_Exercise details_
Please count the lines in the items below that contain the word "cloud", and give only that number.

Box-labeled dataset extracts
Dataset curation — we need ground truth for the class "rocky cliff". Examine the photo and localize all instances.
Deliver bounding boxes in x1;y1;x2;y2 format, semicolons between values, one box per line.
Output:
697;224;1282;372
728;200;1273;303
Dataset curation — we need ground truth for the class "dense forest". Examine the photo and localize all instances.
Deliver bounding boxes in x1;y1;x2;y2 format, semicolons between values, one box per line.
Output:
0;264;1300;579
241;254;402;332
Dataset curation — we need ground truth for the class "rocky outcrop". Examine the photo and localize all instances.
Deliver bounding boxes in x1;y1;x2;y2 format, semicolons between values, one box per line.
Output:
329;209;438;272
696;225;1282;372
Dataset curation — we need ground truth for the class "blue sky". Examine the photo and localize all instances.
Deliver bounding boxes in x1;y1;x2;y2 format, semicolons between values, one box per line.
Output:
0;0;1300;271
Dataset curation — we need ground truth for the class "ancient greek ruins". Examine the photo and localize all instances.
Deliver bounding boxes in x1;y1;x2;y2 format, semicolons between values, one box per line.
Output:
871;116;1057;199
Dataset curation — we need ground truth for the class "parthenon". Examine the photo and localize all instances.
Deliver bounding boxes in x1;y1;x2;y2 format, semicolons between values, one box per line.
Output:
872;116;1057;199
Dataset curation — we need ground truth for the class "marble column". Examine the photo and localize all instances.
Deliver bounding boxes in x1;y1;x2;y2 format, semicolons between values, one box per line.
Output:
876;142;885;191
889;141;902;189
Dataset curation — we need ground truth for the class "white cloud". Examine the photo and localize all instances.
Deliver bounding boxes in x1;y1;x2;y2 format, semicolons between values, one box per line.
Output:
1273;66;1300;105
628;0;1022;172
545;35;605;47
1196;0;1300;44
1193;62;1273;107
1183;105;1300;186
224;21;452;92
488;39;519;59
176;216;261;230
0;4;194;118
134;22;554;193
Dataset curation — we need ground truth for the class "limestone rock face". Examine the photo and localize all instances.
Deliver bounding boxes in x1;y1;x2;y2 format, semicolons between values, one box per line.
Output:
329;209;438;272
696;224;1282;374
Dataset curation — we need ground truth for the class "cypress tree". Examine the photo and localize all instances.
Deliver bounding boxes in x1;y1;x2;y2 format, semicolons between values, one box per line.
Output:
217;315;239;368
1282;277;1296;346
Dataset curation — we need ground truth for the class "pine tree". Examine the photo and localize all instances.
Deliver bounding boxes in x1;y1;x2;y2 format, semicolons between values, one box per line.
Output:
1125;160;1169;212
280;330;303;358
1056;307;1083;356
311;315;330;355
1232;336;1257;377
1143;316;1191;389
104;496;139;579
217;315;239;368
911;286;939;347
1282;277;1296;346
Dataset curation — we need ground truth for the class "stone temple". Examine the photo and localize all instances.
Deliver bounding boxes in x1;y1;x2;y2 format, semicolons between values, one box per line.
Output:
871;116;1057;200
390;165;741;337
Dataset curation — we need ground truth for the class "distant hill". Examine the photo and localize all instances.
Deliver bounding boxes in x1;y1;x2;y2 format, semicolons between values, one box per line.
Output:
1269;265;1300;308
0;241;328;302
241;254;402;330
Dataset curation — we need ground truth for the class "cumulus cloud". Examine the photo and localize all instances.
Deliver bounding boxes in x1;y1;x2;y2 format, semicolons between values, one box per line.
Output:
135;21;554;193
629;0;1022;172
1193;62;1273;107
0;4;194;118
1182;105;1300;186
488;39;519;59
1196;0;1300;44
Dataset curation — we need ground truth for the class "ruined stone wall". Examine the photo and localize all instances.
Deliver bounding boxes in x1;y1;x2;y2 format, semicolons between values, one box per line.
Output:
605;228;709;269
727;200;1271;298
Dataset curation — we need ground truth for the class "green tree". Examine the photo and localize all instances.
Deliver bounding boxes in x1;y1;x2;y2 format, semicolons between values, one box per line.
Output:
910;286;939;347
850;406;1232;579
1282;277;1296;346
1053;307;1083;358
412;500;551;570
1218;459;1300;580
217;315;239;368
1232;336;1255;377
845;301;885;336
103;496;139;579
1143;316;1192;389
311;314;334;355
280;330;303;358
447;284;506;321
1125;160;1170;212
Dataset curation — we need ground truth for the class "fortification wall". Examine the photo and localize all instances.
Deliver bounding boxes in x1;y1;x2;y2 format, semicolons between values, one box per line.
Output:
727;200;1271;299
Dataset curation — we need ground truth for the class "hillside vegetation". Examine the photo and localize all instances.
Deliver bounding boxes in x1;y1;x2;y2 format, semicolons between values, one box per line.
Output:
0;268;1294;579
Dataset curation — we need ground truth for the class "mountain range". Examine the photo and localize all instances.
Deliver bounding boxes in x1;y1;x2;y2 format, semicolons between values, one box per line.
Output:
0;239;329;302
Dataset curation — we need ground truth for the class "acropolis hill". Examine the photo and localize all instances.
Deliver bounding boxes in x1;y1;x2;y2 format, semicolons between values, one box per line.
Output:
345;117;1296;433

_The response_
2